- WHAT TO WORK ON
Reproduce every one of the rows below verbatim, omitting the pictures.

-- START OF EXTRACTED INFORMATION --

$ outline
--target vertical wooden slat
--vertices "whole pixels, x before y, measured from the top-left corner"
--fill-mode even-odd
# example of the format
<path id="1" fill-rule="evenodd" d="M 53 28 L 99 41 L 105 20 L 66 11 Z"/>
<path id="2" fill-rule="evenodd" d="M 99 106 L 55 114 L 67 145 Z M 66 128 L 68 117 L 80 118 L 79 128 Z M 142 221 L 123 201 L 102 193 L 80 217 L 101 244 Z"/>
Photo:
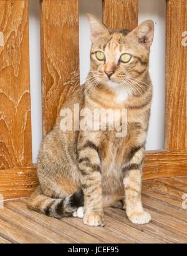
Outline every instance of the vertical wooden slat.
<path id="1" fill-rule="evenodd" d="M 186 150 L 187 0 L 166 1 L 166 148 Z"/>
<path id="2" fill-rule="evenodd" d="M 102 14 L 108 27 L 132 30 L 138 24 L 138 0 L 103 0 Z"/>
<path id="3" fill-rule="evenodd" d="M 41 2 L 43 131 L 79 83 L 78 0 Z"/>
<path id="4" fill-rule="evenodd" d="M 0 169 L 9 169 L 32 164 L 28 1 L 1 0 L 0 13 Z"/>

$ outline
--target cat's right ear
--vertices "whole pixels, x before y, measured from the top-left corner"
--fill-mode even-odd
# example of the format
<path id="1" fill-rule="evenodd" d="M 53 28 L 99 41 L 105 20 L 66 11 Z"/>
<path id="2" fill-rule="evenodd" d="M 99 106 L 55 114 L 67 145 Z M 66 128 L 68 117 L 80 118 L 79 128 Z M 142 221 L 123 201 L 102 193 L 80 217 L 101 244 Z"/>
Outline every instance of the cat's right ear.
<path id="1" fill-rule="evenodd" d="M 87 14 L 90 27 L 90 36 L 92 43 L 100 37 L 110 35 L 107 27 L 96 17 L 90 13 Z"/>

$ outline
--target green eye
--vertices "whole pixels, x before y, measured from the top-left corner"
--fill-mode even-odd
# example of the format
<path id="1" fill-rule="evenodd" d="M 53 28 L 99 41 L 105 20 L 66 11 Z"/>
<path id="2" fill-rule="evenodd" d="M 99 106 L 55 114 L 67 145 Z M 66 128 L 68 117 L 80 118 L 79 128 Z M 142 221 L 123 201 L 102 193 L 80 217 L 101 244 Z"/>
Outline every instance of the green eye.
<path id="1" fill-rule="evenodd" d="M 128 53 L 123 53 L 120 57 L 120 61 L 124 63 L 128 62 L 132 58 L 132 56 L 128 54 Z"/>
<path id="2" fill-rule="evenodd" d="M 95 56 L 99 61 L 105 61 L 105 56 L 103 52 L 97 51 L 95 52 Z"/>

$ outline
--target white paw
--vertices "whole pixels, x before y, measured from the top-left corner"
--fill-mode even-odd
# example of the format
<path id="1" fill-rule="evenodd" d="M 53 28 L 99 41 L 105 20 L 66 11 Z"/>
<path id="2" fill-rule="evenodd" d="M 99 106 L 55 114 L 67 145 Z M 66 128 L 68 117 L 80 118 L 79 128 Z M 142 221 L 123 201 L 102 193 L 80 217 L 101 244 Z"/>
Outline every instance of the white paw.
<path id="1" fill-rule="evenodd" d="M 84 215 L 83 222 L 90 226 L 104 227 L 103 214 L 103 213 L 90 212 Z"/>
<path id="2" fill-rule="evenodd" d="M 75 212 L 73 212 L 73 217 L 77 217 L 77 210 L 75 210 Z"/>
<path id="3" fill-rule="evenodd" d="M 151 220 L 151 217 L 147 212 L 137 212 L 131 214 L 128 219 L 134 224 L 146 224 Z"/>
<path id="4" fill-rule="evenodd" d="M 82 219 L 84 217 L 84 209 L 82 207 L 79 207 L 78 209 L 73 213 L 74 217 Z"/>
<path id="5" fill-rule="evenodd" d="M 79 207 L 77 209 L 78 218 L 82 219 L 84 217 L 84 208 L 82 207 Z"/>

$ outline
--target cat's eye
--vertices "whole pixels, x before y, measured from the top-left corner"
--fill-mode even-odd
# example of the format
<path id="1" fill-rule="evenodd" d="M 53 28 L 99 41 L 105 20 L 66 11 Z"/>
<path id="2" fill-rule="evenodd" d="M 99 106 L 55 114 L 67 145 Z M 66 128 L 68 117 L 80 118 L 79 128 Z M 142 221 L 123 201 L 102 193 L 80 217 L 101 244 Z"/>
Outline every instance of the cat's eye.
<path id="1" fill-rule="evenodd" d="M 124 63 L 128 62 L 132 58 L 132 56 L 128 53 L 123 53 L 120 57 L 120 61 Z"/>
<path id="2" fill-rule="evenodd" d="M 105 61 L 105 54 L 100 51 L 95 52 L 95 56 L 98 61 Z"/>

-- END OF EXTRACTED INFORMATION --

- RESULT
$ outline
--target vertical wooden slat
--vertices "whole pixels, x before y, measured from the top-left corner"
--fill-mode even-odd
# example of the format
<path id="1" fill-rule="evenodd" d="M 53 28 L 99 41 L 105 20 L 66 11 Z"/>
<path id="2" fill-rule="evenodd" d="M 99 106 L 55 114 L 67 145 Z M 66 128 L 68 117 L 80 118 L 79 128 Z M 142 221 L 123 201 L 102 193 L 80 217 L 101 244 Z"/>
Photo:
Outline every instance of the vertical wooden slat.
<path id="1" fill-rule="evenodd" d="M 186 150 L 187 0 L 166 1 L 166 148 Z"/>
<path id="2" fill-rule="evenodd" d="M 102 14 L 108 27 L 132 30 L 138 24 L 138 0 L 103 0 Z"/>
<path id="3" fill-rule="evenodd" d="M 41 2 L 43 131 L 79 83 L 78 0 Z"/>
<path id="4" fill-rule="evenodd" d="M 0 169 L 9 169 L 32 164 L 28 1 L 1 0 L 0 13 Z"/>

$ outline
--target cat's right ear
--vertices "whole pixels, x before y, measured from the top-left corner"
--fill-mode even-odd
# example of the format
<path id="1" fill-rule="evenodd" d="M 53 28 L 99 41 L 105 20 L 66 11 Z"/>
<path id="2" fill-rule="evenodd" d="M 99 106 L 55 114 L 67 145 Z M 66 128 L 68 117 L 80 118 L 79 128 Z M 142 221 L 123 201 L 102 193 L 80 217 L 101 244 Z"/>
Outline every instance of the cat's right ear.
<path id="1" fill-rule="evenodd" d="M 87 14 L 90 27 L 90 36 L 92 43 L 100 37 L 110 35 L 107 27 L 96 17 L 90 13 Z"/>

$ outline
--target green eye
--vertices "whole pixels, x before y, measured from the top-left corner"
--fill-mode even-odd
# example of the format
<path id="1" fill-rule="evenodd" d="M 53 28 L 99 41 L 105 20 L 66 11 Z"/>
<path id="2" fill-rule="evenodd" d="M 99 106 L 55 114 L 67 145 Z M 66 128 L 68 117 L 80 118 L 79 128 Z M 142 221 L 123 201 L 102 193 L 80 217 L 101 244 Z"/>
Outline every instance of the green eye.
<path id="1" fill-rule="evenodd" d="M 128 53 L 123 53 L 120 57 L 120 61 L 124 63 L 128 62 L 132 58 L 132 56 L 128 54 Z"/>
<path id="2" fill-rule="evenodd" d="M 95 56 L 99 61 L 105 61 L 105 56 L 103 52 L 97 51 L 95 52 Z"/>

$ outline
--target white paw
--vertices "whole pixels, x before y, measured from the top-left corner"
--fill-mode even-odd
# example of the format
<path id="1" fill-rule="evenodd" d="M 53 28 L 99 41 L 105 20 L 66 11 Z"/>
<path id="2" fill-rule="evenodd" d="M 99 106 L 55 114 L 67 145 Z M 66 128 L 68 117 L 80 118 L 79 128 Z M 142 221 L 123 201 L 102 193 L 80 217 L 101 244 Z"/>
Outline every instance of the white paw.
<path id="1" fill-rule="evenodd" d="M 84 215 L 83 222 L 90 226 L 104 227 L 103 214 L 103 213 L 90 212 Z"/>
<path id="2" fill-rule="evenodd" d="M 75 212 L 73 212 L 73 217 L 77 217 L 77 210 L 75 210 Z"/>
<path id="3" fill-rule="evenodd" d="M 151 220 L 151 217 L 147 212 L 137 212 L 131 214 L 128 219 L 134 224 L 146 224 Z"/>
<path id="4" fill-rule="evenodd" d="M 82 219 L 84 217 L 84 209 L 82 207 L 79 207 L 78 209 L 73 213 L 74 217 Z"/>
<path id="5" fill-rule="evenodd" d="M 79 207 L 77 209 L 78 218 L 82 219 L 84 217 L 84 208 L 82 207 Z"/>

$ outline
--target cat's eye
--vertices "whole pixels, x before y, measured from the top-left corner"
--fill-mode even-odd
# example of the format
<path id="1" fill-rule="evenodd" d="M 53 28 L 99 41 L 105 20 L 66 11 Z"/>
<path id="2" fill-rule="evenodd" d="M 99 106 L 55 114 L 67 145 Z M 66 128 L 68 117 L 80 118 L 79 128 Z M 142 221 L 123 201 L 102 193 L 80 217 L 101 244 Z"/>
Outline every instance of the cat's eye.
<path id="1" fill-rule="evenodd" d="M 124 63 L 128 62 L 132 58 L 132 56 L 128 53 L 123 53 L 120 57 L 120 61 Z"/>
<path id="2" fill-rule="evenodd" d="M 105 61 L 105 54 L 100 51 L 95 52 L 95 56 L 98 61 Z"/>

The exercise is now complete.